→ **Page excerpt**:
● ● ● ●
Instead, found it was of type 'Guest Collection'.
Please run the following command instead:
globus collection show f0267e3e-f246-449c-8303-037a3b8bd233
globus collection show f0267e3e-f246-449c-8303-037a3b8bd233
Display Name: Two-layer QG Lagrangian Simulations
Owner: [email protected]
ID: f0267e3e-f246-449c-8303-037a3b8bd233
Collection Type: guest
Storage Gateway ID: e92a3268-70a2-4480-9638-85d942c1216d
Connector: POSIX
High Assurance: False
Authentication Timeout: 43200
Multi-factor Authentication: False
Manager URL: https://0da32.08cc.data.globus.org
HTTPS URL: https://g-c70289.0da32.08cc.data.globus.org
TLSFTP URL: tlsftp://g-c70289.0da32.08cc.data.globus.org:443
Force Encryption: False
Public: True
Organization: Columbia University
Keywords: ['fluid', 'mechanics', 'coherent', 'structures']
Description: Dataset of Lagrangian trajectories from two-layer quasigeostrophic flow generated with pyqg.
Contact E-mail: [email protected]
Collection Info Link: https://github.com/ocean-transport/lcs-ml
Great! :tada: I found an HTTPS_URL
Try to figure out the correct URL for HTTPS
I now assumed that the directory would be accessible via this HTTPS endpoint. And it works!
$ curl https://g-c70289.0da32.08cc.data.globus.org/pyqg_ensemble/001.zarr/.zgroup
{
"zarr_format": 2
}%
I am also able to load the data via fsspec, xarray, and zarr!
● ● ● ●
→ **Stored data**:

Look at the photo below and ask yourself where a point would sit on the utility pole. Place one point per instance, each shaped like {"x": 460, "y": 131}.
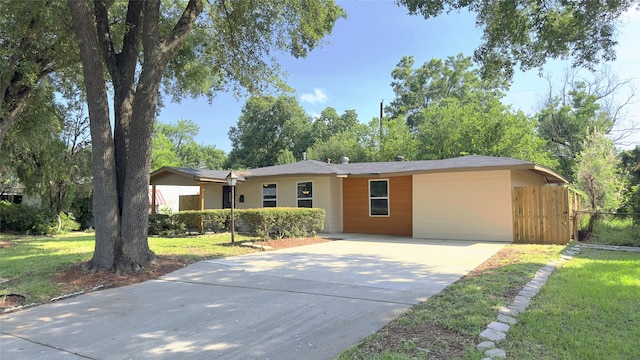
● ● ● ●
Write the next part of the excerpt about reaching the Globus dataset over HTTPS, starting right after its final sentence.

import fsspec
import xarray as xr
url = 'https://g-c70289.0da32.08cc.data.globus.org/pyqg_ensemble/001.zarr'
mapper = fsspec.get_mapper(url)
ds = xr.open_zarr(mapper)
And plot it using lazy loading
ds.vort[0, 0].plot(robust=True)
This is a huge milestone. Thanks so much for your support.
One final subtle issue i have noticed: subdirectories in this HTTPS endpoint do not have the correct content-type httpd/unix-directory. Compare the root
$ curl --head https://g-c70289.0da32.08cc.data.globus.org/
HTTP/1.1 200 OK
Date: Mon, 28 Mar 2022 16:06:52 GMT
Server: Apache/2.4.37 (Red Hat Enterprise Linux) OpenSSL/1.1.1g
Strict-Transport-Security: max-age=31536000
Access-Control-Allow-Origin: *
Access-Control-Allow-Headers: Authorization, Content-Type, X-Requested-With, Range
Access-Control-Allow-Methods: HEAD, GET, PUT, DELETE, OPTIONS
Accept-Ranges: bytes
Content-Length: 4096
Content-Type: httpd/unix-directory
to the subdirectory
$ curl --head https://g-c70289.0da32.08cc.data.globus.org/pyqg_ensemble/001.zarr/
HTTP/1.1 200 OK
Date: Mon, 28 Mar 2022 16:06:47 GMT
Server: Apache/2.4.37 (Red Hat Enterprise Linux) OpenSSL/1.1.1g
Strict-Transport-Security: max-age=31536000
Access-Control-Allow-Origin: *
Access-Control-Allow-Headers: Authorization, Content-Type, X-Requested-With, Range
Access-Control-Allow-Methods: HEAD, GET, PUT, DELETE, OPTIONS
Accept-Ranges: bytes
Content-Length: 4096
This will cause some issues for our downstream tooling. I would consider it a bug in the globus HTTPS implementation. Where would be the best place to report this bug? Thanks.
Happy to help @rabernat ! @kylechard any comments on how Ryan should proceed?
I believe the globus docs need an update. Is there a place I can make a PR?
Yes, looking at this, and speaking as one of the maintainers of the globus-cli, we need to fix this doc. The docs.globus.org source is private, but I'll make sure we take care of this. If you're looking for a place to file upstream issues, we're happy to take any bug reports either via [email protected] or on the CLI issue tracker if they're globus-cli related.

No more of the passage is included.